**Set task**
Recast the lines below as a numbered list, omitting any blank lines.

== Records supplied

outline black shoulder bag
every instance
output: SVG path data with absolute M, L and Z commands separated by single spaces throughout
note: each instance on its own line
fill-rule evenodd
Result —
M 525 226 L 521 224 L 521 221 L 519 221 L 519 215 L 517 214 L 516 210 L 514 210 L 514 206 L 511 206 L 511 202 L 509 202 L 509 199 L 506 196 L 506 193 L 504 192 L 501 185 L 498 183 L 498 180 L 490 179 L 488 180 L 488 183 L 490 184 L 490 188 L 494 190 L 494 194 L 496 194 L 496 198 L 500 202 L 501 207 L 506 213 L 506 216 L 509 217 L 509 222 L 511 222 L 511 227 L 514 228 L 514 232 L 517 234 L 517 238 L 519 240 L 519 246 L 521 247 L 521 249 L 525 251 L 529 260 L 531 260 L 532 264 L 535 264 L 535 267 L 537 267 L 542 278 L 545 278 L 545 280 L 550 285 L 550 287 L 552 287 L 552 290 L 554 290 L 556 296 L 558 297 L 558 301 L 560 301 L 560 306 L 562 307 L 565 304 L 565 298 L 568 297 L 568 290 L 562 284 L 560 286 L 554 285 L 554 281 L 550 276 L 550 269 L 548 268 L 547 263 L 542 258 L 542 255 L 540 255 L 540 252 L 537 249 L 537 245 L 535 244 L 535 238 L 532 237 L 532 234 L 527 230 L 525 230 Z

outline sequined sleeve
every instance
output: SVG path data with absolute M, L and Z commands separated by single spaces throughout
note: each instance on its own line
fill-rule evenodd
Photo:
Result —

====

**Answer for this exercise**
1. outline black shoulder bag
2. every instance
3. output: SVG path data with absolute M, L and Z commands separated by single spaces throughout
4. note: each instance on its own line
5. fill-rule evenodd
6. Result —
7. M 525 226 L 521 224 L 521 221 L 519 221 L 519 215 L 517 214 L 516 210 L 514 210 L 514 206 L 511 206 L 511 202 L 509 202 L 509 199 L 506 196 L 506 193 L 504 192 L 501 185 L 498 183 L 498 180 L 490 179 L 488 180 L 488 183 L 490 184 L 490 188 L 494 190 L 494 194 L 496 194 L 496 198 L 500 202 L 501 207 L 506 213 L 506 216 L 509 217 L 509 222 L 511 222 L 511 227 L 514 228 L 514 232 L 517 234 L 517 238 L 519 240 L 519 246 L 521 247 L 521 249 L 525 251 L 529 260 L 531 260 L 532 264 L 535 264 L 535 267 L 537 267 L 542 278 L 545 278 L 545 280 L 550 285 L 550 287 L 552 287 L 552 290 L 554 290 L 556 296 L 558 297 L 558 301 L 560 301 L 560 306 L 562 307 L 565 304 L 565 298 L 568 297 L 568 290 L 562 284 L 560 286 L 554 285 L 554 281 L 550 276 L 550 269 L 548 268 L 547 263 L 542 258 L 542 255 L 540 255 L 540 252 L 537 249 L 537 245 L 535 244 L 535 238 L 532 237 L 532 234 L 527 230 L 525 230 Z
8. outline sequined sleeve
9. every instance
10. output: SVG path data with absolute M, L and Z commands separated by single spaces throughout
11. note: each instance on its own line
12. fill-rule evenodd
13. Photo:
14. Result —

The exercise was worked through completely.